─── Records provided

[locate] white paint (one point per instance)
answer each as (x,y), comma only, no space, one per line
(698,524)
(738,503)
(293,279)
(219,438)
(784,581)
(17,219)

──────

» **Written instruction**
Rewrite the records with "white paint" replaced by "red paint", keeping everything else the same.

» **Answer for this exercise**
[locate] red paint (one point per instance)
answer each as (x,y), comma only, no space, one per line
(698,524)
(738,503)
(293,279)
(219,438)
(784,581)
(17,219)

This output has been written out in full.